◆ REQUIREMENTS:
From the memorial thread below, extract word for word the stretch from "## ☼♥ Minxy" through "too.....great film !".

I was lucky enough to have worked with Patrick and he was such a lovely man, meeting him and becoming his friend will be a memory i will cherish forever. 
My thoughts are with his family at this difficult and sad time.

A very sad Kay


----------



## Tina xx (Aug 30, 2006)

Kay      

It's such sad news   My thoughts are with his family and friends   

Tina xx


----------



## swhattie (Feb 9, 2009)

I cant believe it.....

All of my thoughts are with his family and friends.

Kay


----------



## Guest (Sep 15, 2009)

I am absolutely gutted to hear this news.    My favourtite all time film is Dirty Dancing, it's an obsession, and I'm not lying when I say I've seen it thousands of times, sometimes I've watched it twice a day (when younger).

Patrick was a true gentleman, with such talent, and such a beautiful and graceful dancer.  

I hope you are at peace now Patrick, thank you for making me have the time of my life.


----------



## Mish3434 (Dec 14, 2004)

A very sad loss, he made lots of people happy with his talent in the entertainments field.

Shelley x


----------



## ☼♥ Minxy ♥☼ © (Jan 13, 2005)

So sad that he's lost his fight  

Dirty Dancing....such a classic film....Ghost...."that scene" (you all know which one!).....and the unforgettable To Wong Foo Thanks for Everything, Julie Newmar...soooo funny.....they have to be my favourites.  How could I forget Point Break too.....great film !


RIP 

N xx


----------



## linlou17 (Jul 3, 2007)

kay -   such a sad loss but such an honour for you that he was your friend

thinking of you and all his friends and family. he is not just a loss to the film world but a loss to many as he was a fantastic and couragous role model the way he faced up to his illness. RIP patrick 

patrick was legend - dirty dancing all time number 1 and ghost close 2nd


----------

◆ SUPPLIED DATA:

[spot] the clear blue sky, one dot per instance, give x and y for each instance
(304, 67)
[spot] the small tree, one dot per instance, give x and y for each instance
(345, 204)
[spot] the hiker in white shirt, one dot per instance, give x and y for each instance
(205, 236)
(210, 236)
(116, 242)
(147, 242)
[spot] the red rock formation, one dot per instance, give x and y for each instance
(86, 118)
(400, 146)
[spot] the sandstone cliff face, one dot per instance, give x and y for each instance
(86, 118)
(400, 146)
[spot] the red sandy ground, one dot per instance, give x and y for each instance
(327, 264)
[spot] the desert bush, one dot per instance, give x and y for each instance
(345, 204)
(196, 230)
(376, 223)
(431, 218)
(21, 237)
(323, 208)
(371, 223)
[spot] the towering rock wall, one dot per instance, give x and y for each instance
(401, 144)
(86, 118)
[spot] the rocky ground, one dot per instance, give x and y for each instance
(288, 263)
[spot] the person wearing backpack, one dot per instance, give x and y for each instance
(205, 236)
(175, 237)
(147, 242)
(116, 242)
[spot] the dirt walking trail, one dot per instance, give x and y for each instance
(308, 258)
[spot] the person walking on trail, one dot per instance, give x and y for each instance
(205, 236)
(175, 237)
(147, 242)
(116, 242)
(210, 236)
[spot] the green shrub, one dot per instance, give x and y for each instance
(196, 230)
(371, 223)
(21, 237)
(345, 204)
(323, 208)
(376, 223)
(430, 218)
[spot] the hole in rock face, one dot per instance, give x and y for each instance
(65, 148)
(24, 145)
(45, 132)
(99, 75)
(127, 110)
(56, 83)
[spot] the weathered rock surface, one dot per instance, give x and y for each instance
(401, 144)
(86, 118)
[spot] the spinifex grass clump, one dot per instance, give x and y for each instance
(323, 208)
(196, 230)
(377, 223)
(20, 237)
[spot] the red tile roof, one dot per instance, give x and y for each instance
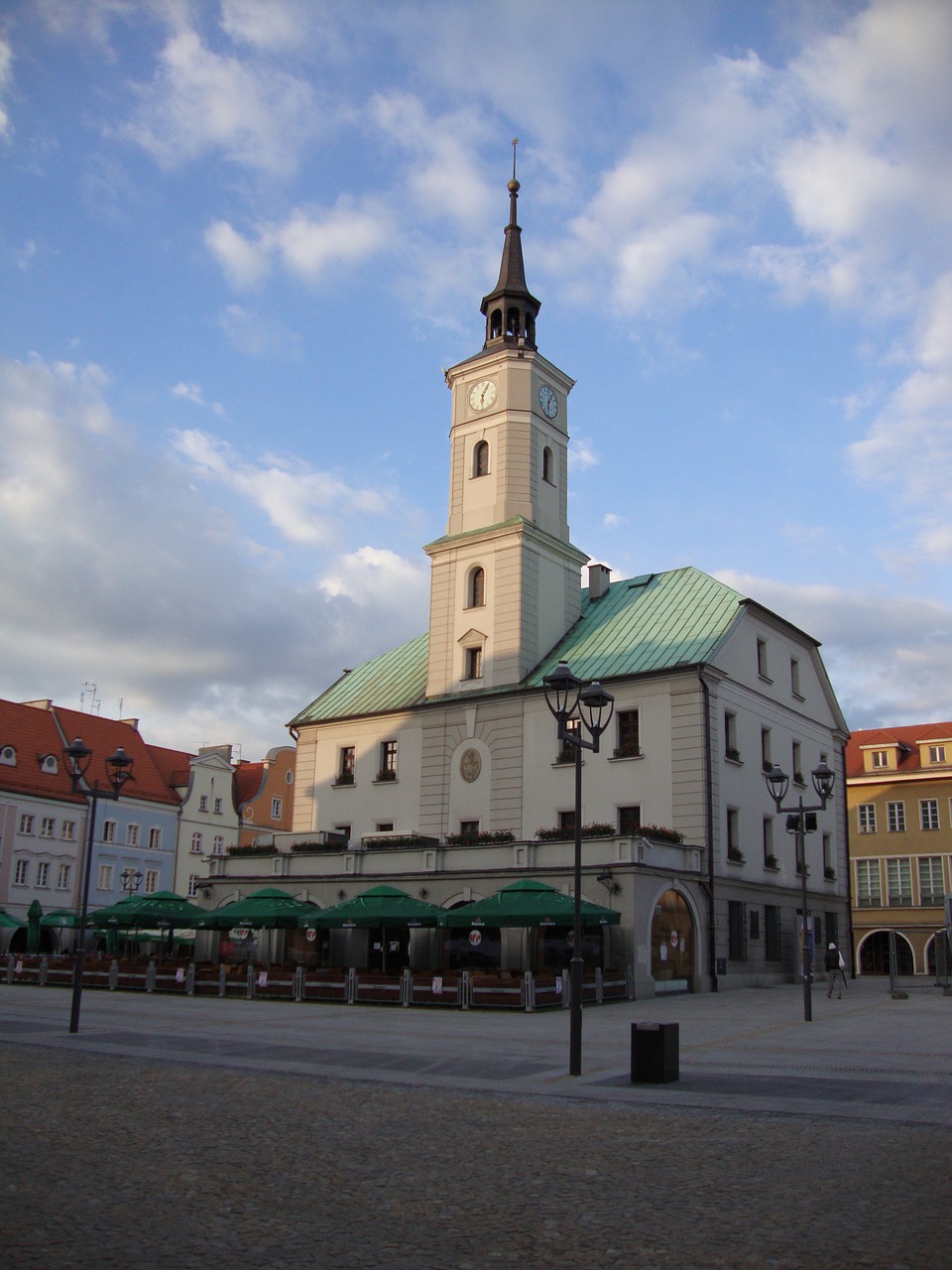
(907, 738)
(103, 737)
(33, 734)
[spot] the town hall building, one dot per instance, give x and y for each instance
(435, 766)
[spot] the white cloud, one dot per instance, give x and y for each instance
(307, 245)
(199, 100)
(151, 592)
(302, 504)
(889, 657)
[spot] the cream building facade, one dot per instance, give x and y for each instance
(435, 766)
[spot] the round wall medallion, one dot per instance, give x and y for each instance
(470, 765)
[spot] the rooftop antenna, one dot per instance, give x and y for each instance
(89, 701)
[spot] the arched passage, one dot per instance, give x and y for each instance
(875, 953)
(673, 944)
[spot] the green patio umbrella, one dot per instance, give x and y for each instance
(270, 908)
(163, 908)
(529, 903)
(380, 906)
(33, 915)
(8, 922)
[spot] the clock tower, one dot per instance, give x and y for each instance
(506, 578)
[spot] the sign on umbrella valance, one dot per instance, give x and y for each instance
(271, 908)
(529, 903)
(380, 906)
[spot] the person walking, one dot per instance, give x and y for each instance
(835, 965)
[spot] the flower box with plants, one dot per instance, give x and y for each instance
(480, 838)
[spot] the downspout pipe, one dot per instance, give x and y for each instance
(708, 813)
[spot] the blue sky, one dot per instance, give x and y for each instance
(240, 239)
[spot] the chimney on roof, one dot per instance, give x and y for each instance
(599, 580)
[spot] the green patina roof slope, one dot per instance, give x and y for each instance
(640, 626)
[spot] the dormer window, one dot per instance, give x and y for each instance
(480, 458)
(477, 588)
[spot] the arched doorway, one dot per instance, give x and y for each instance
(875, 953)
(673, 944)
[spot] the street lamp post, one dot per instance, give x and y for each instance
(590, 707)
(778, 784)
(118, 770)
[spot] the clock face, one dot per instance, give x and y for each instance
(483, 395)
(548, 402)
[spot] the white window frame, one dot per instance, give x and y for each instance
(928, 815)
(896, 817)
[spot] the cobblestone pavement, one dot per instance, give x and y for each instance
(121, 1165)
(182, 1134)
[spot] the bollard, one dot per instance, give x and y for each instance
(654, 1053)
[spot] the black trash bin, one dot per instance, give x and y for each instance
(654, 1053)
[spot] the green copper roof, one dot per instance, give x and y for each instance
(640, 626)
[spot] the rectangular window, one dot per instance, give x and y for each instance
(345, 769)
(866, 817)
(898, 881)
(388, 761)
(737, 931)
(896, 817)
(832, 929)
(867, 883)
(929, 813)
(629, 821)
(730, 735)
(930, 885)
(774, 947)
(734, 851)
(794, 677)
(629, 734)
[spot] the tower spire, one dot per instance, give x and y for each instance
(511, 309)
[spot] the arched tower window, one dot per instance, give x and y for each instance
(480, 458)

◆ OUTPUT OF THE TASK:
## ☼♥ Minxy ♥☼ © (Jan 13, 2005)

So sad that he's lost his fight  

Dirty Dancing....such a classic film....Ghost...."that scene" (you all know which one!).....and the unforgettable To Wong Foo Thanks for Everything, Julie Newmar...soooo funny.....they have to be my favourites.  How could I forget Point Break too.....great film !